PROBLEM
Show all lines below holding the string "child".

INPUT DATA

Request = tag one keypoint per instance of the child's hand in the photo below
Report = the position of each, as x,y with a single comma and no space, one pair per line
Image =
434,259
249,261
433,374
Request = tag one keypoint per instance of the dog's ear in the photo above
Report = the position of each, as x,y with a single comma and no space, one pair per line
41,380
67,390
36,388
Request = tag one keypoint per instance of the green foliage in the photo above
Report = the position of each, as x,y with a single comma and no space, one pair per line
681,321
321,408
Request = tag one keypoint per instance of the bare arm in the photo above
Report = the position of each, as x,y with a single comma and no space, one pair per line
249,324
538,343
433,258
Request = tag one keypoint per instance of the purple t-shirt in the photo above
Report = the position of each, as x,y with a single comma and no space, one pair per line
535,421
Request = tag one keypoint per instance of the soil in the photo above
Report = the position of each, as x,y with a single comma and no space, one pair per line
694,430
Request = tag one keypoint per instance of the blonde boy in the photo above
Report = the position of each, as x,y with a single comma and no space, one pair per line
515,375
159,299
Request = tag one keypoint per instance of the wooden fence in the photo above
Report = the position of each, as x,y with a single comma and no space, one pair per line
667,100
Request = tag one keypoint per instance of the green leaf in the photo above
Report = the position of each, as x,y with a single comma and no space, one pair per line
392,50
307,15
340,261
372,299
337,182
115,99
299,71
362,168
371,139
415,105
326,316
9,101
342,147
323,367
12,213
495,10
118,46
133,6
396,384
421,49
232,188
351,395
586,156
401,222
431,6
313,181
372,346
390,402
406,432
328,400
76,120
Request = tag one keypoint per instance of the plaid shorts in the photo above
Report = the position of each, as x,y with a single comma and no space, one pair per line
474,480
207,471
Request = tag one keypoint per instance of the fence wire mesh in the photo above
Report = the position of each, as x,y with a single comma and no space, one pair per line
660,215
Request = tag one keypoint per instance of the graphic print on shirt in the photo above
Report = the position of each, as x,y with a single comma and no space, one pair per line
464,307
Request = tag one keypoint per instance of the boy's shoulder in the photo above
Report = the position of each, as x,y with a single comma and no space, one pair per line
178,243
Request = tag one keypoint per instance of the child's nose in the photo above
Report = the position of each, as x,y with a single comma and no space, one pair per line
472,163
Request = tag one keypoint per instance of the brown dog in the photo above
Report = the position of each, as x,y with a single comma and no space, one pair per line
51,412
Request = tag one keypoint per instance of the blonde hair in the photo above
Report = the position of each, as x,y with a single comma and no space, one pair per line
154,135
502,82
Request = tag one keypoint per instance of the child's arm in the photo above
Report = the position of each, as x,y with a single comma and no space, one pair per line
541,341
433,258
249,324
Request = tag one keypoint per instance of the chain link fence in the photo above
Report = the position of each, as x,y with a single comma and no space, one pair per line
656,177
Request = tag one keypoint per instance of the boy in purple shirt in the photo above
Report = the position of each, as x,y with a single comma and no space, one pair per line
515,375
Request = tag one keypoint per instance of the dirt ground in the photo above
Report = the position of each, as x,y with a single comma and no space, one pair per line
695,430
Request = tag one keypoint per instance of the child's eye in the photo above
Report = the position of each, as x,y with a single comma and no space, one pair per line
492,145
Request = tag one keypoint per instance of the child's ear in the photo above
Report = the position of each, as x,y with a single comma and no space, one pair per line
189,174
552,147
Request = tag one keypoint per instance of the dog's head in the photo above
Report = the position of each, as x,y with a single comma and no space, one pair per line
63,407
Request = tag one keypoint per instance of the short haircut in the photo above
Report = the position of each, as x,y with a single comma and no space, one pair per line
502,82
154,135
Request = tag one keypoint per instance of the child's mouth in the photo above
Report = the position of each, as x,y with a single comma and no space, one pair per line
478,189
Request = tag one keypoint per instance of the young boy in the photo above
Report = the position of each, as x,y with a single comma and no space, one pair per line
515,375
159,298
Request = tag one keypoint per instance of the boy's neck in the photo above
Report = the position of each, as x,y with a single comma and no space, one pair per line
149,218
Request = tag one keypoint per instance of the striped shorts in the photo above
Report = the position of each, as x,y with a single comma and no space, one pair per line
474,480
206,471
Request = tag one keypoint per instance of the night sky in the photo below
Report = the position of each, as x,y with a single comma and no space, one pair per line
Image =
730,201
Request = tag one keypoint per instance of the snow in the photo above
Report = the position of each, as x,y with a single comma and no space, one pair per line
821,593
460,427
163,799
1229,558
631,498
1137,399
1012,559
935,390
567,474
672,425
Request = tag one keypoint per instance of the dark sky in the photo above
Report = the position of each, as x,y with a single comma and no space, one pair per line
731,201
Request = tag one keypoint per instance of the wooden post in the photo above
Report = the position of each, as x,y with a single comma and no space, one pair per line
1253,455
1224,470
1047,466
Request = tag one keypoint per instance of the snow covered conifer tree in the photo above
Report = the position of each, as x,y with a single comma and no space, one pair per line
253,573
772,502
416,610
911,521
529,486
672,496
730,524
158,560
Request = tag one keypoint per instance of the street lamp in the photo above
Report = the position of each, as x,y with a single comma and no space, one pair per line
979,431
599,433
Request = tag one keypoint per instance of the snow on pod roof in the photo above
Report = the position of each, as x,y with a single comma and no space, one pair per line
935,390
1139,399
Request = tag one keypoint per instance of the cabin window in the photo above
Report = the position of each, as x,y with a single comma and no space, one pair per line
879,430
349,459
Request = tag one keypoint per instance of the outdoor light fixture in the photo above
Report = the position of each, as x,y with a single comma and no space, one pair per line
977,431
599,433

RESULT FOR THIS TASK
Request = tag one keypoint per instance of the child's hand in the photo below
Request = tag one keypoint per instance of the child's nose in the photo above
Request = tag one keypoint per instance of the child's arm in the photo above
Request = tag one keypoint per instance of the child's eye in the photo above
Request = tag one keypoint per instance of the child's ear in the photo above
Request = tag one keypoint per instance of the child's mouth in the photo above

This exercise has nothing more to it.